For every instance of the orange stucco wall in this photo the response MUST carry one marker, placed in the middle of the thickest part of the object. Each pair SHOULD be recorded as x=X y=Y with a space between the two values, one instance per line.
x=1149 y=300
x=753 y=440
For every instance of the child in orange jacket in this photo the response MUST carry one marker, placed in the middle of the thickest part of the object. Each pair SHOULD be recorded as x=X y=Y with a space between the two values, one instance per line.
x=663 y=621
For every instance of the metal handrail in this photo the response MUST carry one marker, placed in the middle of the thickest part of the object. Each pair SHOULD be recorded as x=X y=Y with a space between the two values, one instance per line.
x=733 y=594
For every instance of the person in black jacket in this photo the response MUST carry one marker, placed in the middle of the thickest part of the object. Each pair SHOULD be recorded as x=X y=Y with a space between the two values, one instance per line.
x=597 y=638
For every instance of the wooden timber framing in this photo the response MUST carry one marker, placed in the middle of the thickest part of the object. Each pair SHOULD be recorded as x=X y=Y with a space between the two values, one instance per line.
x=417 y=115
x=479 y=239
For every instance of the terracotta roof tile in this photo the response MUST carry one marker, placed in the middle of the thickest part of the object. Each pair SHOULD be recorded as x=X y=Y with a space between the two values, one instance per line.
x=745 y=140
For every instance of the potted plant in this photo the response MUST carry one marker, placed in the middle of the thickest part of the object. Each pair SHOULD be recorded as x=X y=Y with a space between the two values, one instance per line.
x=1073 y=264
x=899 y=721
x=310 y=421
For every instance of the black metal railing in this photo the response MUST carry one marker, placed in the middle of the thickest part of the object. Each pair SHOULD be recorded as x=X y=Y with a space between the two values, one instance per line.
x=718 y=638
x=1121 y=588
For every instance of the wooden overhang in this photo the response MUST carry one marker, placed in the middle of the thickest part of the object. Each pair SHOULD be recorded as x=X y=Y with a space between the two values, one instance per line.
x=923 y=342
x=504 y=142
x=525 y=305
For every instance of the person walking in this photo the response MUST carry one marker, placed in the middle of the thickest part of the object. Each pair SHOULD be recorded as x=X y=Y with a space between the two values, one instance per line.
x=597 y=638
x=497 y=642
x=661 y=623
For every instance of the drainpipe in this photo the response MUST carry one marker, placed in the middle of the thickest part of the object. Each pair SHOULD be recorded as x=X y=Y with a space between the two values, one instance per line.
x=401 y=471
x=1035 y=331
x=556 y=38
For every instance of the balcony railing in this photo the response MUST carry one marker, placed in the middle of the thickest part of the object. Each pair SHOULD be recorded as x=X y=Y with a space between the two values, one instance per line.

-*-

__Task__
Turn every line of the items above into a numbered list, leaving out any blank lines.

__In response__
1. For every instance of the orange stucco wall in this photo the response MUST carry one marker, placed in the middle of the thickest part of the object. Each pair SHOULD be recorded as x=X y=Y with a space between the two values, one instance per line.
2. x=1149 y=300
3. x=753 y=440
4. For every instance of the child in orange jacket in this photo the response MUST carry one marker, placed in the middle of the thickest part of the object. Each pair SHOULD be recorded as x=X y=Y with a space between the two values, one instance per line.
5. x=663 y=621
6. For every instance of the metal handrail in this photo the response MUST carry one marker, placed in the middle of the thickest part of the object. Each pair SHOULD be recorded as x=X y=Y with a space between the two values, one instance per line.
7. x=733 y=594
8. For every instance of the person in black jacket in this photo the response MUST carry one marker, placed in the middle of the thickest part of the object. Each pair SHOULD be recorded as x=X y=Y with a space between the two values, one instance per line.
9. x=597 y=638
10. For every instance of the wooden timber framing in this photo the response MUST carry one marker, placed in the middle of the thickest part of the object. Each pair SHOULD be recorded as x=X y=Y with a space between the two values, one instance per line.
11. x=417 y=115
12. x=479 y=239
13. For every instance of the terracotta roof tile in this photo the response MUST carry one marker, placed in the middle of the thickest part of the object. Each pair SHOULD be recorded as x=X y=Y with a space between the two values, one instance per line.
14. x=745 y=140
15. For every instance of the potted plant in this photo the response MUST carry one marker, placed in the middle of the thickest part of the object. Each pair SHOULD be recorded as x=X y=Y with a space between the two values, one instance per line.
16. x=1073 y=264
17. x=899 y=721
18. x=310 y=421
19. For every instance of the black metal railing in this photo the response MUST carry one marker, placed in the middle of the thickest part of the object. Each pair SHOULD be recorded as x=X y=Y with a space between the two values, one instance per line.
20. x=718 y=638
21. x=1121 y=588
22. For every instance of the wooden overhang in this photo the response MUST carry one marker, placed in the middle of the thickest part of the object. Each pair SHOULD be recorded as x=X y=Y with a space between the two values, one instance per line.
23. x=923 y=342
24. x=504 y=142
25. x=525 y=305
26. For every instance of the person walking in this photo the response MUST carry one marker, placed in the middle of the thickest part of the object. Each pair SHOULD be recorded as x=X y=Y with a space between the two values, one instance per line.
27. x=597 y=638
28. x=497 y=642
29. x=661 y=623
30. For every instance of the drainpipe in this photo the response MUST carry one marker, placed in the middle of the thickest part of the object. Each pair SHOULD be recorded as x=X y=Y with a space between the two values, one instance per line.
31. x=401 y=471
32. x=1035 y=331
33. x=556 y=38
34. For every instance of the balcony railing in this photo the response MUST carry one marker, placed in the middle of the thickest part of the object. Each pair SHOULD be recorded as x=X y=Y with a space between the two values, one instance per line.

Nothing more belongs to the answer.